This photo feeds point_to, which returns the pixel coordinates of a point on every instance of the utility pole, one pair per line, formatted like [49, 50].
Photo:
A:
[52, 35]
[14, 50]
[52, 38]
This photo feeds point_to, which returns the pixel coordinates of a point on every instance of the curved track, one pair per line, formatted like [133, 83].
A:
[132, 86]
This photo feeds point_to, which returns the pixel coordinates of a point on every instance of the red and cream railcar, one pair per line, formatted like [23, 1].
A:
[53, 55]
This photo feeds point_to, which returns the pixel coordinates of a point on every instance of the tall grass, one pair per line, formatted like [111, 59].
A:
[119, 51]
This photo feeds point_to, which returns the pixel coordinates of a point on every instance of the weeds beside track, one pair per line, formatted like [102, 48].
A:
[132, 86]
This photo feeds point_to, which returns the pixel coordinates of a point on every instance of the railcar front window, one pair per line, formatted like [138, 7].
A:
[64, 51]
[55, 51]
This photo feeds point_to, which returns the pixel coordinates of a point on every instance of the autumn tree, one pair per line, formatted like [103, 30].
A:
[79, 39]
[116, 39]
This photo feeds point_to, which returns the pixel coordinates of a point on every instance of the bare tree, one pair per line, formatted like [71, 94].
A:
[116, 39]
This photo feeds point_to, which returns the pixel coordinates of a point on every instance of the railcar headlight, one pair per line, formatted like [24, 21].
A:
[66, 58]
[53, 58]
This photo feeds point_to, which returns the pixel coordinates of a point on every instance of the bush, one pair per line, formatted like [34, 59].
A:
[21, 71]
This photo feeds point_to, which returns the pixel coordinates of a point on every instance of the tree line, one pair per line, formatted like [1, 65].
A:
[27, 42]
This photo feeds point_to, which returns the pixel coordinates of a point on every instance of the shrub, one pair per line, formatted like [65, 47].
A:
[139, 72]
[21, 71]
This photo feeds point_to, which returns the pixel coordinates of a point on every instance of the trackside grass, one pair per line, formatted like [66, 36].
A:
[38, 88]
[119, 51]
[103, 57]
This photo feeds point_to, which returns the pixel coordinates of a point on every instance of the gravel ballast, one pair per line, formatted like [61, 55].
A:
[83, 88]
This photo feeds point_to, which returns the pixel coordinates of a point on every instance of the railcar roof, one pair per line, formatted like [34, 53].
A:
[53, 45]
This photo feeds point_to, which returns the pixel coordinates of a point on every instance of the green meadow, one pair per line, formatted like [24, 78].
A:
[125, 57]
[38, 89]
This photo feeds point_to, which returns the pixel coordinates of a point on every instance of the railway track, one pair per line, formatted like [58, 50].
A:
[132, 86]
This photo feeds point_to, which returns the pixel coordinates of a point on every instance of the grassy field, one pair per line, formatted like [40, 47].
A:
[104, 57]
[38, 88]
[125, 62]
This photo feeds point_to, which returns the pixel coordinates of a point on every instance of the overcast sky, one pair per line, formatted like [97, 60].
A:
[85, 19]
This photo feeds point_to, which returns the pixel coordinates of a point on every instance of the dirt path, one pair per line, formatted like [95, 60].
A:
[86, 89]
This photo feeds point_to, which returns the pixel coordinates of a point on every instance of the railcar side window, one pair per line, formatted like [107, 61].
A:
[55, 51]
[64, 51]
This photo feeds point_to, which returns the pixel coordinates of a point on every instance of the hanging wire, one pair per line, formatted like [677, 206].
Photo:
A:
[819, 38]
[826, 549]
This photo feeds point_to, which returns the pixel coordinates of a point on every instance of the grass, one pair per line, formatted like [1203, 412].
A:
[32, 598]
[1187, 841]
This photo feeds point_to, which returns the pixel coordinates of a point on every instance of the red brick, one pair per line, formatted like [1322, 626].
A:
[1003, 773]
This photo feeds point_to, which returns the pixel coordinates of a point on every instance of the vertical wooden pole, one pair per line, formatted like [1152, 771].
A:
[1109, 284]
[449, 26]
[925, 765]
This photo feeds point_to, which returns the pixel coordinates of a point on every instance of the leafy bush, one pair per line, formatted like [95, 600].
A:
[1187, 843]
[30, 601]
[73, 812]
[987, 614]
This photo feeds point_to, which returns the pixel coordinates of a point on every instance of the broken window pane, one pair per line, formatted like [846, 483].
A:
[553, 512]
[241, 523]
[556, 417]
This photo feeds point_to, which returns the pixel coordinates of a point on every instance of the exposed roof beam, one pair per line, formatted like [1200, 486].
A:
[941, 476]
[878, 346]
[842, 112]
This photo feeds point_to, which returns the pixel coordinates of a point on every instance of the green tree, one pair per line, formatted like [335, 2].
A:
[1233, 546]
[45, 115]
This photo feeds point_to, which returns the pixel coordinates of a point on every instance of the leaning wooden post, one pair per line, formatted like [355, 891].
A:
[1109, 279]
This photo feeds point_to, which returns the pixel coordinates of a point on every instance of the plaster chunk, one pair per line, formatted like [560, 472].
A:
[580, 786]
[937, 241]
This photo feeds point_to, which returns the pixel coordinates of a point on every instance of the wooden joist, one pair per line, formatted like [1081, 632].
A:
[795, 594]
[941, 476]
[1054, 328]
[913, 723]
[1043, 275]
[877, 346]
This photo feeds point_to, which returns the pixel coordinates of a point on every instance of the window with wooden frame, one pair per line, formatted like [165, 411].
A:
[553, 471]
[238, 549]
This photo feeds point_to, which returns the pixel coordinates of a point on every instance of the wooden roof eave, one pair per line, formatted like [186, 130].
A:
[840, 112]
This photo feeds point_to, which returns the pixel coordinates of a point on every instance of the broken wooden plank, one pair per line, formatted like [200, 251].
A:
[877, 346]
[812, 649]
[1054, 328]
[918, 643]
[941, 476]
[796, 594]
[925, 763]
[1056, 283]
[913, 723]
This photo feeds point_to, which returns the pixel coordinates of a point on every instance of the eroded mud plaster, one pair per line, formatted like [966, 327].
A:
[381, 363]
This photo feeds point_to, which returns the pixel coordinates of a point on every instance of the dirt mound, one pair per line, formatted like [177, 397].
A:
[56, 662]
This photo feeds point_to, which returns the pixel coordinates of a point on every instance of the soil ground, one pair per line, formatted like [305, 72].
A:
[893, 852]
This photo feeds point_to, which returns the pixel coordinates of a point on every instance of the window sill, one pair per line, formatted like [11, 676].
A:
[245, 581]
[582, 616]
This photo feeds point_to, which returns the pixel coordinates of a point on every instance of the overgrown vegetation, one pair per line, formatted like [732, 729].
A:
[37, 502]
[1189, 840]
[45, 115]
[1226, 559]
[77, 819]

REQUIRED TASK
Can you write out again the part of the records that opens with the line containing "like [846, 483]." and closes with the line containing "[1109, 279]", request lines included, shifting every answer coordinate by adding 34 to each of its numbers? The numbers in the request lines, including their sample formats, stay as they are.

SOLUTION
This photo feeds point_to, which returns the pixel coordinates of a point on every instance of the broken window pane, one pair per line, formatted like [846, 483].
A:
[587, 546]
[275, 557]
[590, 451]
This photo feeds point_to, which returns the pixel coordinates of a point on every instance of the exposed roof beam, one pair per line, formatted like [1200, 486].
A:
[975, 510]
[912, 380]
[876, 146]
This photo feeds point_to, which returns the pixel coordinates of a point on every instance of the green tree, one pair per line, formatted like [335, 2].
A:
[1267, 580]
[79, 149]
This photo feeds point_to, which returns the pixel coordinates of a point on every instance of the leaning wooden post, one pair per line, formatted like [355, 891].
A:
[1143, 313]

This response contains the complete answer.